= Task =
In the material below, find every line with "dune" and pull it out.

★ ★ ★ ★ ★ ★ ★

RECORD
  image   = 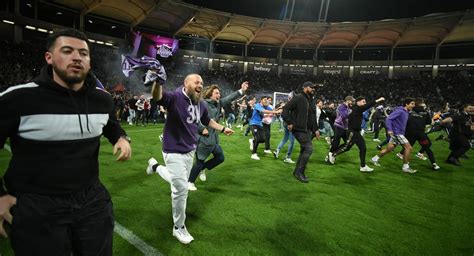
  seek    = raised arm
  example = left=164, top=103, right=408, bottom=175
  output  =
left=220, top=81, right=249, bottom=107
left=151, top=80, right=163, bottom=101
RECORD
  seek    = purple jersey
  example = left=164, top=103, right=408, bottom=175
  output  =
left=158, top=88, right=210, bottom=153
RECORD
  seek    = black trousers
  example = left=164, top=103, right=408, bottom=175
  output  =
left=402, top=131, right=436, bottom=164
left=293, top=131, right=313, bottom=176
left=10, top=180, right=114, bottom=256
left=373, top=119, right=385, bottom=139
left=448, top=133, right=471, bottom=160
left=334, top=130, right=367, bottom=167
left=263, top=123, right=271, bottom=150
left=330, top=126, right=348, bottom=153
left=251, top=125, right=265, bottom=154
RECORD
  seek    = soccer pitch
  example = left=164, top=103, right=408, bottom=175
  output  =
left=1, top=124, right=473, bottom=255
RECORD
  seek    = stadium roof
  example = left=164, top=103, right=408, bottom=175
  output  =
left=51, top=0, right=474, bottom=48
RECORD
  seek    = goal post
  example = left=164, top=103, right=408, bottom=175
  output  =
left=273, top=91, right=291, bottom=107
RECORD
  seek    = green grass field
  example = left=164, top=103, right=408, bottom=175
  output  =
left=1, top=124, right=473, bottom=255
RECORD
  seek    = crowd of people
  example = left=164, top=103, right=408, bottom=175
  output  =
left=0, top=33, right=472, bottom=251
left=2, top=40, right=473, bottom=112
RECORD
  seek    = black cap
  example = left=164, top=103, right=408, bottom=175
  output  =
left=302, top=81, right=316, bottom=89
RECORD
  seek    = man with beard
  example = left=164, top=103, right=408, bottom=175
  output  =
left=326, top=96, right=354, bottom=164
left=145, top=73, right=234, bottom=244
left=282, top=81, right=319, bottom=183
left=0, top=29, right=131, bottom=255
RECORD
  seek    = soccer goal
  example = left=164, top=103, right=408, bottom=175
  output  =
left=273, top=91, right=291, bottom=107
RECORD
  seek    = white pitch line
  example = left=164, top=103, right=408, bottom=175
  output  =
left=3, top=144, right=162, bottom=256
left=114, top=222, right=163, bottom=256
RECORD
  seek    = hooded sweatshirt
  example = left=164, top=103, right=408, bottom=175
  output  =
left=386, top=106, right=409, bottom=136
left=0, top=65, right=126, bottom=196
left=334, top=103, right=351, bottom=129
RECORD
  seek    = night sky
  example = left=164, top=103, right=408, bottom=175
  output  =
left=183, top=0, right=474, bottom=22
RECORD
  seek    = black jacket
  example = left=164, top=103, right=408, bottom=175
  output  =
left=282, top=92, right=316, bottom=133
left=406, top=106, right=431, bottom=134
left=348, top=101, right=376, bottom=131
left=451, top=112, right=473, bottom=137
left=0, top=65, right=126, bottom=196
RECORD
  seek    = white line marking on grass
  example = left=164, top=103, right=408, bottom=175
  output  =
left=4, top=144, right=162, bottom=256
left=114, top=222, right=163, bottom=256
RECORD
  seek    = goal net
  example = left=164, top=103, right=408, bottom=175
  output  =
left=273, top=91, right=291, bottom=108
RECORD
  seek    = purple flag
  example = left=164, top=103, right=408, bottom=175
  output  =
left=121, top=55, right=167, bottom=86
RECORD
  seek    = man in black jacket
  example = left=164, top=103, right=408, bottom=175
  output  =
left=399, top=99, right=440, bottom=170
left=0, top=29, right=131, bottom=255
left=442, top=103, right=473, bottom=166
left=328, top=96, right=384, bottom=172
left=282, top=81, right=319, bottom=183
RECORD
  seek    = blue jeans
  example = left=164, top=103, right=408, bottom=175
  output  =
left=276, top=124, right=295, bottom=158
left=227, top=113, right=235, bottom=126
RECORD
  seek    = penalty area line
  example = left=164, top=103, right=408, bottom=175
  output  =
left=114, top=222, right=163, bottom=256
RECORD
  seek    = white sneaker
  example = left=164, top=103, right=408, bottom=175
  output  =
left=249, top=138, right=253, bottom=151
left=373, top=138, right=381, bottom=142
left=264, top=149, right=272, bottom=154
left=402, top=167, right=417, bottom=174
left=146, top=158, right=158, bottom=175
left=159, top=134, right=164, bottom=142
left=360, top=165, right=374, bottom=172
left=283, top=158, right=295, bottom=164
left=251, top=153, right=260, bottom=160
left=188, top=182, right=197, bottom=191
left=396, top=153, right=404, bottom=160
left=432, top=163, right=441, bottom=170
left=272, top=149, right=279, bottom=159
left=199, top=170, right=207, bottom=181
left=328, top=152, right=336, bottom=164
left=416, top=153, right=427, bottom=161
left=172, top=226, right=194, bottom=244
left=371, top=157, right=381, bottom=167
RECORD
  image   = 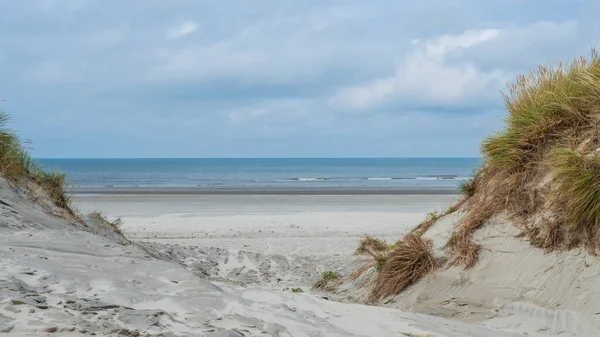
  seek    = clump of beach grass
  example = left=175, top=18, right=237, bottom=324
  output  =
left=368, top=233, right=436, bottom=302
left=89, top=210, right=124, bottom=234
left=546, top=148, right=600, bottom=231
left=445, top=49, right=600, bottom=266
left=0, top=113, right=36, bottom=181
left=351, top=236, right=390, bottom=281
left=32, top=169, right=71, bottom=211
left=355, top=235, right=388, bottom=255
left=0, top=112, right=75, bottom=216
left=89, top=210, right=129, bottom=244
left=459, top=177, right=476, bottom=197
left=313, top=271, right=342, bottom=291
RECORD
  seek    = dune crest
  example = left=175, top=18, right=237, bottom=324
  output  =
left=331, top=51, right=600, bottom=336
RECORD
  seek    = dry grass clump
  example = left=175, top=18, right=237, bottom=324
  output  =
left=368, top=233, right=436, bottom=302
left=355, top=235, right=388, bottom=255
left=352, top=235, right=390, bottom=280
left=446, top=50, right=600, bottom=266
left=351, top=206, right=459, bottom=294
left=0, top=112, right=75, bottom=215
left=89, top=210, right=123, bottom=235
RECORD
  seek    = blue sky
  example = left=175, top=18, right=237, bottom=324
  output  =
left=0, top=0, right=598, bottom=158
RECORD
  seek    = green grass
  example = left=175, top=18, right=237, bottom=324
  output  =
left=445, top=50, right=600, bottom=265
left=482, top=51, right=600, bottom=172
left=546, top=148, right=600, bottom=231
left=32, top=169, right=71, bottom=211
left=374, top=254, right=387, bottom=271
left=321, top=271, right=340, bottom=281
left=0, top=113, right=36, bottom=180
left=313, top=271, right=342, bottom=290
left=283, top=287, right=304, bottom=293
left=0, top=112, right=73, bottom=214
left=459, top=178, right=476, bottom=197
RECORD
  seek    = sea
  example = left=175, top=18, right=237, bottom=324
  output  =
left=36, top=158, right=482, bottom=193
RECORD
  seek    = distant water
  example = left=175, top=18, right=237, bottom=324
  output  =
left=36, top=158, right=482, bottom=191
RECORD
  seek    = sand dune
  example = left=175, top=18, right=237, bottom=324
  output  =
left=1, top=180, right=583, bottom=336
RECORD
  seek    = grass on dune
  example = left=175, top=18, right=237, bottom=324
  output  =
left=0, top=112, right=74, bottom=215
left=367, top=233, right=436, bottom=302
left=32, top=169, right=71, bottom=211
left=459, top=177, right=476, bottom=197
left=355, top=235, right=389, bottom=255
left=89, top=210, right=124, bottom=235
left=447, top=49, right=600, bottom=266
left=482, top=52, right=600, bottom=172
left=351, top=206, right=459, bottom=298
left=348, top=50, right=600, bottom=301
left=313, top=270, right=342, bottom=291
left=0, top=114, right=35, bottom=180
left=546, top=148, right=600, bottom=231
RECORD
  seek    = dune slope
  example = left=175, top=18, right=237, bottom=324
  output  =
left=0, top=175, right=542, bottom=336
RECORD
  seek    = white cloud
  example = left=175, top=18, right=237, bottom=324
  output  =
left=146, top=8, right=392, bottom=84
left=330, top=28, right=507, bottom=109
left=167, top=21, right=198, bottom=39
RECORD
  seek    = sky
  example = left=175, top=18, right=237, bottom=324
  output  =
left=0, top=0, right=598, bottom=158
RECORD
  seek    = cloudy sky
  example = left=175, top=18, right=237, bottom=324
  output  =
left=0, top=0, right=598, bottom=158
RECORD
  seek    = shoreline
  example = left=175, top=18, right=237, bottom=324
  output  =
left=69, top=186, right=461, bottom=195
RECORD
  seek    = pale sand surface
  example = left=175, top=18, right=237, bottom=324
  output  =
left=4, top=186, right=597, bottom=335
left=73, top=194, right=459, bottom=257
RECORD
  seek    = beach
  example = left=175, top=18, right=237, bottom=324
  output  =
left=74, top=194, right=457, bottom=256
left=71, top=193, right=459, bottom=292
left=4, top=158, right=598, bottom=336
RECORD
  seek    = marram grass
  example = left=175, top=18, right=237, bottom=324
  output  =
left=547, top=148, right=600, bottom=231
left=0, top=112, right=73, bottom=213
left=483, top=51, right=600, bottom=172
left=351, top=50, right=600, bottom=299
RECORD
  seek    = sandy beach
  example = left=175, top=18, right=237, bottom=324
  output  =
left=73, top=194, right=459, bottom=257
left=5, top=2, right=600, bottom=336
left=72, top=194, right=459, bottom=291
left=3, top=180, right=600, bottom=336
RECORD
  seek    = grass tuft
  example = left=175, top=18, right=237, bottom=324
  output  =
left=546, top=148, right=600, bottom=231
left=482, top=52, right=600, bottom=172
left=447, top=50, right=600, bottom=266
left=32, top=169, right=72, bottom=212
left=313, top=271, right=342, bottom=290
left=355, top=235, right=389, bottom=255
left=0, top=113, right=35, bottom=180
left=459, top=178, right=476, bottom=197
left=89, top=210, right=124, bottom=235
left=368, top=233, right=436, bottom=302
left=0, top=112, right=75, bottom=215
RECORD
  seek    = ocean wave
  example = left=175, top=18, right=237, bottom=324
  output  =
left=73, top=175, right=471, bottom=188
left=295, top=177, right=326, bottom=181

★ ★ ★ ★ ★ ★ ★

= Result for this exercise =
  seek    = dune crest
  seek    = sand dune
  seek    = grass on dune
  seek    = dune slope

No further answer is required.